| ENUNCIADO 1 |
Responda com base no trecho sobre o nascimento precoce dos bebês humanos:
(a) A que Gould (1987) atribui o encurtamento da gestação humana?
(b) Que fração do cérebro humano se forma depois do nascimento?
(c) Como se chama a perspectiva de Piaget mencionada no trecho?
| ENUNCIADO 2 |
Segundo o trecho sobre o nascimento precoce dos bebês humanos, por que a nossa prematuridade nos tornou animais essencialmente sociais? Responda em até três frases.
| ENUNCIADO 3 |
Dê continuidade ao trecho sobre o nascimento precoce dos bebês humanos, começando logo após a última frase apresentada.
=== TRECHO FORNECIDO ===
Como conseqüência de uma gestação relativamente mais rápida do que em outros mamíferos, ao nascer, os bebês humanos são muito mais frágeis e indefesos do que os filhotes de qualquer outro mamífero, incluindo os primatas. Para Gould (1987) a explicação desse encurtamento da gestação se refere ao tamanho do canal pélvico feminino para o qual o tamanho das cabeças dos bebês está quase no limite.

Em contrapartida, ao nascer “precocemente” em relação aos demais mamíferos, embora sejamos mais frágeis, temos nossos laços familiares reforçados e a maior parte do desenvolvimento cerebral humano, ou seja três quartas partes do cérebro se formam em um meio muito mais rico em informações visuais, sonoras, olfativas e táteis do que o ambiente intra-uterino, além de permitir uma precoce interação do sujeito sobre o meio.

A importância da ação do sujeito sobre o meio para o desenvolvimento cognitivo é central em toda obra piagetiana. Segundo a perspectiva interacionista de Piaget, toda interação redunda em transformações tanto dos organismos quanto do meio ou dos sujeitos e dos objetos. Assim, do ser humano iniciar mais cedo a interagir com seu ambiente físico ou social do que nos demais mamíferos pode ter desempenhado um papel essencial para o surgimento e adaptação da nossa espécie. Nossa prematuridade também nos tornou animais essencialmente sociais, uma vez que uma convivência prolongada tornou-se necessária à nossa sobrevivência. A vida social por sua vez possibilitou um enriquecimento das possibilidades de interações e os processos educativos devem se inserir neste contexto tão particularmente humano, explorando suas múltiplas oportunidades para o desenvolvimento de indivíduos mais capacitados intelectual e emocionalmente.
=== LINHAS APRESENTADAS ===
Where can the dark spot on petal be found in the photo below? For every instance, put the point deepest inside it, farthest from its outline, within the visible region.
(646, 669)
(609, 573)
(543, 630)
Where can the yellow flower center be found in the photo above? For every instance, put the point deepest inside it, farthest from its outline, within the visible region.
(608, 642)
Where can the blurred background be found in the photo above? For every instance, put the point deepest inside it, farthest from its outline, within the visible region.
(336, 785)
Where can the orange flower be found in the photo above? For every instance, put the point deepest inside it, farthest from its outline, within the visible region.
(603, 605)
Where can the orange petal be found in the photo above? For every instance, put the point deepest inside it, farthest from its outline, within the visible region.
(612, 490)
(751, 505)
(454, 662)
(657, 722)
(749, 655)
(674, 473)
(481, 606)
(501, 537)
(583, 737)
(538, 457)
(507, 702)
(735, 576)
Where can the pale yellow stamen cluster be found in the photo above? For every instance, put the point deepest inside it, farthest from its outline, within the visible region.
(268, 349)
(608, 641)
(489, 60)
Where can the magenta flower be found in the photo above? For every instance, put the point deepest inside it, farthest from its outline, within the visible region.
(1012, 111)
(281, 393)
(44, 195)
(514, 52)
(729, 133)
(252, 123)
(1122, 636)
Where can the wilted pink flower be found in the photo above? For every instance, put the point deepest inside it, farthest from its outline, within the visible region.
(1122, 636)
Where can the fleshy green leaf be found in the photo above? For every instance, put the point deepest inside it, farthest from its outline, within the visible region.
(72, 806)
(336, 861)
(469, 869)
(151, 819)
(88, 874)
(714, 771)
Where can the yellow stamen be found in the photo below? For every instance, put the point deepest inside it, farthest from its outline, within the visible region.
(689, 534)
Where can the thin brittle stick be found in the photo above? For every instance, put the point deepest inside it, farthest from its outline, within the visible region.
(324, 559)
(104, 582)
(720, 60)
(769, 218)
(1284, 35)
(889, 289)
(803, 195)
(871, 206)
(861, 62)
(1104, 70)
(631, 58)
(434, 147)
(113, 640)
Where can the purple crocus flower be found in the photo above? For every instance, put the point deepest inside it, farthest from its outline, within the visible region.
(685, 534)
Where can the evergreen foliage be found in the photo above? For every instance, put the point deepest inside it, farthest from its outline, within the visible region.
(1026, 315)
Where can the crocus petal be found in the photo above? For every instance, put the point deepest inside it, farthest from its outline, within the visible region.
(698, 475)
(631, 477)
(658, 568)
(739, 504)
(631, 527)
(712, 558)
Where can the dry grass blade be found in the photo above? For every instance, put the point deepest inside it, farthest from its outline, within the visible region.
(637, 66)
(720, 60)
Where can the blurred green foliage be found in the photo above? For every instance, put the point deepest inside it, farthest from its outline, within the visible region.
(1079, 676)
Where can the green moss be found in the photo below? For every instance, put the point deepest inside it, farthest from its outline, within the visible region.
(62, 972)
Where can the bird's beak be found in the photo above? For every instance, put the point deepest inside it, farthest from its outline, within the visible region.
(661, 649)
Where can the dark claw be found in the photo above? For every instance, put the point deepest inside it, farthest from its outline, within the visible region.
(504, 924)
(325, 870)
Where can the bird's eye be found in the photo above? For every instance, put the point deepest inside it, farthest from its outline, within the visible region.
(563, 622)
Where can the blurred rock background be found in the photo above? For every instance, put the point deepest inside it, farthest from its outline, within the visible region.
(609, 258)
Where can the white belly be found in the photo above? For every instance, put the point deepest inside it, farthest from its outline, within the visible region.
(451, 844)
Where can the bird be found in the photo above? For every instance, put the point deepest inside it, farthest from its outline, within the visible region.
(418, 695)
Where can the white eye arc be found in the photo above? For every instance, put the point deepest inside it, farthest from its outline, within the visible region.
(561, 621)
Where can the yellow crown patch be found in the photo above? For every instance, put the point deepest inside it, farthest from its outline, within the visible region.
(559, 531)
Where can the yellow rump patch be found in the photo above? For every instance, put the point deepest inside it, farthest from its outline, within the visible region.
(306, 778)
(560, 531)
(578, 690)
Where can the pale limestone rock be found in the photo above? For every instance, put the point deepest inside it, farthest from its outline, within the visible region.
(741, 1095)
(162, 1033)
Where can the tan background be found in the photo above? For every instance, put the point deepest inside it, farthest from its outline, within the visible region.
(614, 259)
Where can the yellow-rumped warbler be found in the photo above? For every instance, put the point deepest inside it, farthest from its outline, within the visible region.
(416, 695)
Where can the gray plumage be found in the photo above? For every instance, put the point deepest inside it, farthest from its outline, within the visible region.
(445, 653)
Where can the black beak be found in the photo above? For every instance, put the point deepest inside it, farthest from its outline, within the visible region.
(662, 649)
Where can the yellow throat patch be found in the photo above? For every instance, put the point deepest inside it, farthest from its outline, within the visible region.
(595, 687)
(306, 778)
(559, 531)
===
| RESPOSTA DO EXERCÍCIO 1 |
(a) Ao tamanho do canal pélvico feminino, para o qual o tamanho das cabeças dos bebês está quase no limite.
(b) Três quartas partes.
(c) Perspectiva interacionista.

| RESPOSTA DO EXERCÍCIO 2 |
A prematuridade nos tornou animais essencialmente sociais porque uma convivência prolongada passou a ser necessária à nossa sobrevivência.

| RESPOSTA DO EXERCÍCIO 3 |
NOTAS e Referências:
[1] - Os hominídeos ou Hominoidea são uma superfamília dentro da ordem dos primatas, da qual fazem parte: homens (Homo sapiens), chimpanzés (Pan troglodytes e Pan paniscus), gorilas (Gorilla gorilla), orangotangos (Pongo pygmaeus) e gibões (Hylobates spp.).
[2] - BONATTO, Sandro L. Evolução Humana: evidências moleculares. Ciência Hoje São Paulo, v. 8, n. 48, p. 10-11, 1988.
[3] - GOULD, Stephen J. Darwin e os grandes enigmas da vida. São Paulo : Martins Fontes, 1987.
[4] - Gilbert, Scott F. Developmental Biology, Massachusetts : Sinauer Associates, Inc, 1994.
[5] - Neotenia: literalmente significa “manter a juventude”
[6] - Publicação original: “Ever since Darwin”, 1977.
[7] – Capítulo 10 “Dançarinos no genoma” disponível em: http://diversae.blogspot.com/2007/10/danarinos-do-genoma_14.html


Palavras chave: Gould, evolução humana, hormônios, neotenia, primatas, Gilbert, Bonatto.